> [Job]:
Reproduce the lines below from the one that contains "Please pin the ship" through the end, inclusive, and add nothing.

> [Dataset extract]:
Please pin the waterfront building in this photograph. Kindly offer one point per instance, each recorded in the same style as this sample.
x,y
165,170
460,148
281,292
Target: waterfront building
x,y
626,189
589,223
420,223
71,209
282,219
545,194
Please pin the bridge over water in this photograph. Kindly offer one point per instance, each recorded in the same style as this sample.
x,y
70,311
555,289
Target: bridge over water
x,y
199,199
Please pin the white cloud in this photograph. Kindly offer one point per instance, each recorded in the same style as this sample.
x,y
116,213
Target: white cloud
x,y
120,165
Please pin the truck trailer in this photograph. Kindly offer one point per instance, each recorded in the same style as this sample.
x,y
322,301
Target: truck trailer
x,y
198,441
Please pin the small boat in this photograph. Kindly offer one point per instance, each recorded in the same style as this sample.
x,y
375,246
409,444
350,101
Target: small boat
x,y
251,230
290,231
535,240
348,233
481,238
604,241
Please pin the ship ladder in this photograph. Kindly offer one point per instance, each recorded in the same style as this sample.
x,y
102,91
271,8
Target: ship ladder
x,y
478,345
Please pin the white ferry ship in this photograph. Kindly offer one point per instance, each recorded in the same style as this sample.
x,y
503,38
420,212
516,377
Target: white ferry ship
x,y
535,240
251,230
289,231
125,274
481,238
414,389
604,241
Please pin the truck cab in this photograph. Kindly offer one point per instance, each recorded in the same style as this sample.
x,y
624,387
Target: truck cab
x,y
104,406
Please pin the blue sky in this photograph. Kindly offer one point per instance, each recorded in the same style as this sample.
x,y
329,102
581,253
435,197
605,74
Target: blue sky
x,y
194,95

> [Written response]:
Please pin the ship ladder in this photograph. Kindly offer one point per instance, each recorded in the same style as this sample.
x,y
102,91
271,8
Target: ship ladder
x,y
478,345
Please pin the white ferry ship in this photograph. Kindly offer one point per instance, each recorded in the same style as this sample.
x,y
503,38
420,212
516,377
Target: white ferry ship
x,y
535,240
251,230
289,231
125,274
481,238
414,389
604,241
Please pin the truck cab in this photograph. Kindly offer one point per instance, each recorded in the same style as this sample.
x,y
624,387
Target: truck cab
x,y
104,406
Please pin the blue sky in this photograph. Kindly offer one point per instance, each recorded in the same style as this sample.
x,y
329,102
581,253
435,197
605,74
Target: blue sky
x,y
194,95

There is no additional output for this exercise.